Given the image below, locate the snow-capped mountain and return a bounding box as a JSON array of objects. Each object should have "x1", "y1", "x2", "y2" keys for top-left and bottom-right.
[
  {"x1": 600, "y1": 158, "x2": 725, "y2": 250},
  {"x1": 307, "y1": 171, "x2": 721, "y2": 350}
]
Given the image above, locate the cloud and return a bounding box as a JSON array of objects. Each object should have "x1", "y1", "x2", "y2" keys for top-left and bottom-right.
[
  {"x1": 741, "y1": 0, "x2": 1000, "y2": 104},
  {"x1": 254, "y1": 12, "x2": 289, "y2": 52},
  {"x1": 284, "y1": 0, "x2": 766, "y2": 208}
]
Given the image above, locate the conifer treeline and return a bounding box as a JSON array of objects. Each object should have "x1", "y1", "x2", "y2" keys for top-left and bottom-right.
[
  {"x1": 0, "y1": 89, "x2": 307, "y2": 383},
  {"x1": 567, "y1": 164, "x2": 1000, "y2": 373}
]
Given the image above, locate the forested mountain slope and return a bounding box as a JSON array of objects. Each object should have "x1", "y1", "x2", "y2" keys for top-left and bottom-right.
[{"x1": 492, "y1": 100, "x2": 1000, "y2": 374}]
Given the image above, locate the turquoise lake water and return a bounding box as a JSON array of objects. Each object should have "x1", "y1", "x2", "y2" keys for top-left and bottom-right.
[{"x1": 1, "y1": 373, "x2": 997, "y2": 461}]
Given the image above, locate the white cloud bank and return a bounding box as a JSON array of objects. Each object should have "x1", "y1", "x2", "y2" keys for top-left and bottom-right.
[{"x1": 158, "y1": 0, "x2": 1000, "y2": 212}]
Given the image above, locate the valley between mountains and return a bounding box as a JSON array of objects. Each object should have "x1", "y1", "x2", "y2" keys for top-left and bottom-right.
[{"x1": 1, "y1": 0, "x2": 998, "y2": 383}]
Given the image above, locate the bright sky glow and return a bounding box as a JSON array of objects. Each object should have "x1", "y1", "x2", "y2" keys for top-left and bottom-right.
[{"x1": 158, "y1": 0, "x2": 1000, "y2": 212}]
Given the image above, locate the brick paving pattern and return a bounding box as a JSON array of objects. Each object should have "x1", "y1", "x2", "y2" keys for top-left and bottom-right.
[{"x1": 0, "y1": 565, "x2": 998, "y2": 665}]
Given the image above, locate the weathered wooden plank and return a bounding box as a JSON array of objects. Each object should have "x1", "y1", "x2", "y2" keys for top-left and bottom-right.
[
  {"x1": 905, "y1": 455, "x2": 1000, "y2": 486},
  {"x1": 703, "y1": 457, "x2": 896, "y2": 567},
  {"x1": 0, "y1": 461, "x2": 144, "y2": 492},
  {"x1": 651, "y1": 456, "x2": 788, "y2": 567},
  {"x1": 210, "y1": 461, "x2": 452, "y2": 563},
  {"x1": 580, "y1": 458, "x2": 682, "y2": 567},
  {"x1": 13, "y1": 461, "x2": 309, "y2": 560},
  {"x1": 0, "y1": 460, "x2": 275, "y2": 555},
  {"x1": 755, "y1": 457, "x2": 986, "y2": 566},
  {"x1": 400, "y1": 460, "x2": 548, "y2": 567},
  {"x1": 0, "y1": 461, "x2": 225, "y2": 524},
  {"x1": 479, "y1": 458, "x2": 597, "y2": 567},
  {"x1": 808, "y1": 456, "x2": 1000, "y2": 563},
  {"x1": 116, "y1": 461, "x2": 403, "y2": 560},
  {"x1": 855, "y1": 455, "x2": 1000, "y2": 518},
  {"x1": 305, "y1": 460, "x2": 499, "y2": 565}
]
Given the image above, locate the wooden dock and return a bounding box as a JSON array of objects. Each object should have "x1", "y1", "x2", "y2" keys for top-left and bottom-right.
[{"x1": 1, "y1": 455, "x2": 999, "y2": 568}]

______

**What the task asks**. Retype all of the data shown above, word for word.

**Task result**.
Given the image below, locate the snow-capped mountain and return a bounding box as a JSON array of objects. Each object should have "x1", "y1", "x2", "y2" keys for top-left and bottom-right.
[
  {"x1": 600, "y1": 158, "x2": 725, "y2": 250},
  {"x1": 307, "y1": 171, "x2": 721, "y2": 350}
]
Given the image above, locate the cloud and return a bounding box as a JSON array of objects. Each object should have "x1", "y1", "x2", "y2" keys for top-left and bottom-right.
[
  {"x1": 741, "y1": 0, "x2": 1000, "y2": 104},
  {"x1": 254, "y1": 12, "x2": 289, "y2": 52},
  {"x1": 284, "y1": 0, "x2": 766, "y2": 208}
]
Given the image above, locate the conifer treeline and return a bounding box as a JSON array of objects. Each object should have "x1", "y1", "x2", "y2" keys for top-left and bottom-right.
[
  {"x1": 0, "y1": 89, "x2": 307, "y2": 383},
  {"x1": 567, "y1": 164, "x2": 1000, "y2": 373}
]
Given the image above, locate the forested mountain slope and return a bounding box as a JSON array of objects. Each object should have "x1", "y1", "x2", "y2" keys for top-left and bottom-right.
[{"x1": 492, "y1": 100, "x2": 1000, "y2": 374}]
Given the image above, locate the turquoise lake water and return a bounding box as a JSON array of objects. Each object should have "x1", "y1", "x2", "y2" keys for top-left and bottom-right.
[{"x1": 1, "y1": 373, "x2": 997, "y2": 461}]
Given the image above, locate the white cloud bank and return a bounding box as a JSON array of objects. Each object should have "x1", "y1", "x2", "y2" keys for top-left and bottom-right.
[{"x1": 158, "y1": 0, "x2": 1000, "y2": 212}]
Given the image above, locate the valley between mountains and return a bounding box as a JSON array of objects. Each object should have "x1", "y1", "x2", "y2" keys for top-left and bottom-right.
[{"x1": 1, "y1": 0, "x2": 998, "y2": 383}]
Given the image above, locate the bright sky glow and return a bounding box as a JSON array of objects. Each object should have "x1", "y1", "x2", "y2" keys for top-left and bottom-right.
[{"x1": 158, "y1": 0, "x2": 1000, "y2": 212}]
Given the image above, locate the brick paving pattern and return a bounding box as a JSON array of objects. Each object should have "x1", "y1", "x2", "y2" keys for top-left and bottom-right.
[{"x1": 0, "y1": 565, "x2": 998, "y2": 665}]
Given the image above, locate the weathered wooden plank and return a bounding box as a JSON array of objects. Each object should have "x1", "y1", "x2", "y2" keys for top-left and bottom-right.
[
  {"x1": 905, "y1": 455, "x2": 1000, "y2": 486},
  {"x1": 703, "y1": 457, "x2": 896, "y2": 567},
  {"x1": 0, "y1": 461, "x2": 144, "y2": 492},
  {"x1": 651, "y1": 456, "x2": 788, "y2": 567},
  {"x1": 210, "y1": 461, "x2": 452, "y2": 563},
  {"x1": 580, "y1": 458, "x2": 682, "y2": 567},
  {"x1": 13, "y1": 461, "x2": 309, "y2": 560},
  {"x1": 0, "y1": 460, "x2": 275, "y2": 555},
  {"x1": 755, "y1": 457, "x2": 986, "y2": 566},
  {"x1": 400, "y1": 460, "x2": 548, "y2": 567},
  {"x1": 0, "y1": 461, "x2": 225, "y2": 524},
  {"x1": 479, "y1": 458, "x2": 597, "y2": 567},
  {"x1": 808, "y1": 456, "x2": 1000, "y2": 563},
  {"x1": 116, "y1": 461, "x2": 403, "y2": 560},
  {"x1": 855, "y1": 455, "x2": 1000, "y2": 518},
  {"x1": 305, "y1": 460, "x2": 499, "y2": 565}
]
Given the image above, locate the wooden dock and return a bounding box as a JSON array of objects. Each object should have "x1", "y1", "x2", "y2" keys for top-left and bottom-right.
[{"x1": 1, "y1": 455, "x2": 999, "y2": 568}]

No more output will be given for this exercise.